• Written problem:
Copy each of the rows below verbatim, reproducing every line character for character. Leave the pictures out of your reply.

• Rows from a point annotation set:
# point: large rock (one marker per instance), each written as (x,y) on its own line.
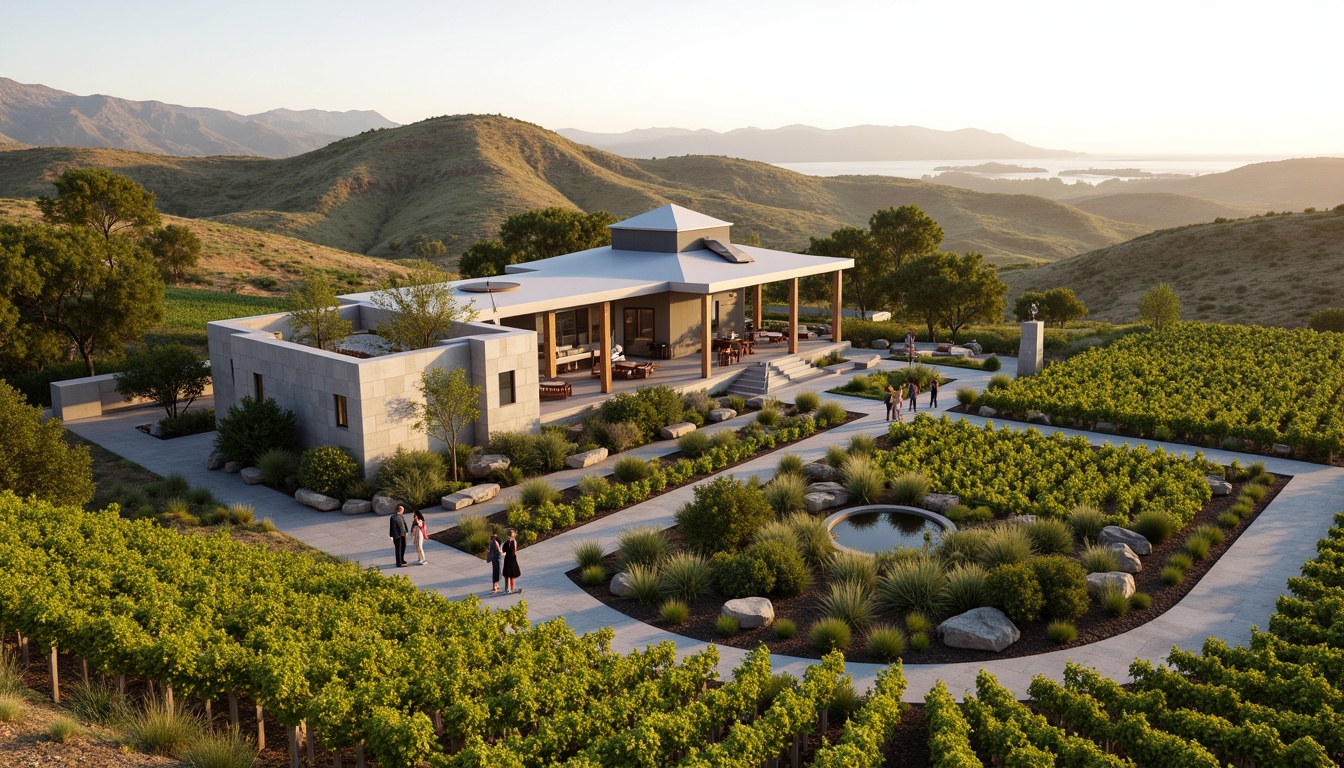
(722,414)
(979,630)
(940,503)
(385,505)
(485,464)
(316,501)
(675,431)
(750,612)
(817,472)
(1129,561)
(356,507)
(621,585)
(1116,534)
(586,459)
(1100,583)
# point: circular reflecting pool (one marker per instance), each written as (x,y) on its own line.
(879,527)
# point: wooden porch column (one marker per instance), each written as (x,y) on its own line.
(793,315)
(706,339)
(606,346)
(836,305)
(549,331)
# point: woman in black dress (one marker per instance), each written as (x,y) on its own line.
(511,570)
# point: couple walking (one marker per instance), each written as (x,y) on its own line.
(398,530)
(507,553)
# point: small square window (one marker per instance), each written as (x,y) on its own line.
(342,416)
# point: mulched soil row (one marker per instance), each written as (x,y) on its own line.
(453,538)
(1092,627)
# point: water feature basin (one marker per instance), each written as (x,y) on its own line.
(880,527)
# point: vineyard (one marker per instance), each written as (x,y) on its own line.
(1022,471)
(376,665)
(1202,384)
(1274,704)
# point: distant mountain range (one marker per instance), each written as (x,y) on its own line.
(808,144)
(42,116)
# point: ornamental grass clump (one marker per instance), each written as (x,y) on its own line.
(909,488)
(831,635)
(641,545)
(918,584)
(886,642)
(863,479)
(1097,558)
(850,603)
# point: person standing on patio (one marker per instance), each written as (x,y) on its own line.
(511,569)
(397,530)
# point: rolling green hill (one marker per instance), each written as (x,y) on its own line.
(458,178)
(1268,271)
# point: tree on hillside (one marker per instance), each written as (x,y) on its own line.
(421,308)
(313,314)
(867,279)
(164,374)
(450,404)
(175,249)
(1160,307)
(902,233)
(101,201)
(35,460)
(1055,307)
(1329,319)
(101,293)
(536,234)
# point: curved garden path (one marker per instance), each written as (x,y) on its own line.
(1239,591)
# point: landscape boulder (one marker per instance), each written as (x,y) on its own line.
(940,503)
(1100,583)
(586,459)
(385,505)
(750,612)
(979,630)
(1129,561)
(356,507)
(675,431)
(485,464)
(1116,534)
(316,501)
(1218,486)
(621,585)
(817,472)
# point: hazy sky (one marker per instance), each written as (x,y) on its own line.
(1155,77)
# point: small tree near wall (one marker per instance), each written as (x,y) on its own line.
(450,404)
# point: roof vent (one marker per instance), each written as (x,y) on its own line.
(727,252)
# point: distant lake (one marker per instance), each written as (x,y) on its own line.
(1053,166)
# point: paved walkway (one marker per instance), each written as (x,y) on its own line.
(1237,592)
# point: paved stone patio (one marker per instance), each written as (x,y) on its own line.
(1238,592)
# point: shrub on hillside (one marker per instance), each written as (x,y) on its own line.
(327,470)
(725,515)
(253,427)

• Exercise response:
# point: large rock (one marker per instance), each written as (x,y) on its own line.
(722,414)
(979,630)
(940,503)
(385,505)
(485,464)
(316,501)
(675,431)
(750,612)
(817,472)
(1129,561)
(356,507)
(621,585)
(1116,534)
(586,459)
(1100,583)
# point: circular reflecting pool (one marker per instance), each written as (x,y) on its own line.
(879,527)
# point: wooden porch column (one marker per instance), each written as (x,y) on its own line.
(793,315)
(706,339)
(606,346)
(836,305)
(549,331)
# point: woman in black dress (one marker per instance), each written as (x,y) on its own line.
(511,570)
# point: couple walking (one marker per instance), each written as (x,y) on its own line.
(398,530)
(507,553)
# point: small square window (one marker per instance), each written as (x,y) on its own line.
(342,416)
# point: mulched soil row (one marker per instance), each written as (x,y) on its own line.
(453,538)
(1092,627)
# point: water feature basin (one marker per instance), each written as (x,y) on its own line.
(880,527)
# point: vineyard (one marker per instance), each written as (x,y) on its own line.
(1022,471)
(376,665)
(1202,384)
(1274,704)
# point: distant mountain range (one marker per instance), each written as (x,y) on its own line.
(808,144)
(42,116)
# point: ornamental grass clump (one marker per instance), each written as (x,y) on its own line.
(909,488)
(831,635)
(641,545)
(918,584)
(886,642)
(863,479)
(1097,558)
(850,603)
# point: person standing on patio (one marker per instance), each written as (x,y) on its own line.
(511,569)
(397,530)
# point: rolling green hill (one marker per instance), each written as (x,y) on its own line.
(458,178)
(1268,271)
# point: tree on hillside (one marker per instance), each written as (x,y) on its own line.
(421,308)
(313,314)
(867,279)
(164,374)
(450,404)
(175,249)
(1160,307)
(902,233)
(101,201)
(35,460)
(1055,307)
(1329,319)
(101,293)
(536,234)
# point: curved garden path (one marker per instance), each written as (x,y) on its own line.
(1239,591)
# point: landscape boulder (one marker per instance), each written as (x,y) on its own line.
(940,503)
(1100,583)
(586,459)
(385,505)
(750,612)
(979,630)
(1129,561)
(356,507)
(675,431)
(485,464)
(1116,534)
(316,501)
(1218,486)
(621,585)
(817,472)
# point: hazy sky (one marker per instance), each written as (x,y) on its own line.
(1155,77)
# point: small tree near wall (one marker per instance), each written as (x,y) on its own line.
(450,404)
# point: roof vent (one marker per instance), each written as (x,y) on its own line.
(727,252)
# point: distant lake (one marker per instance), each written as (x,y) on its own line.
(1053,166)
# point: paved walkway (one marker per instance), each written as (x,y) on its own line.
(1237,592)
# point: paved stone patio (one marker per instance), each written as (x,y) on its own line.
(1238,592)
# point: shrub on hillside (one marker per instance), each written as (x,y) on its own line.
(327,470)
(725,515)
(253,427)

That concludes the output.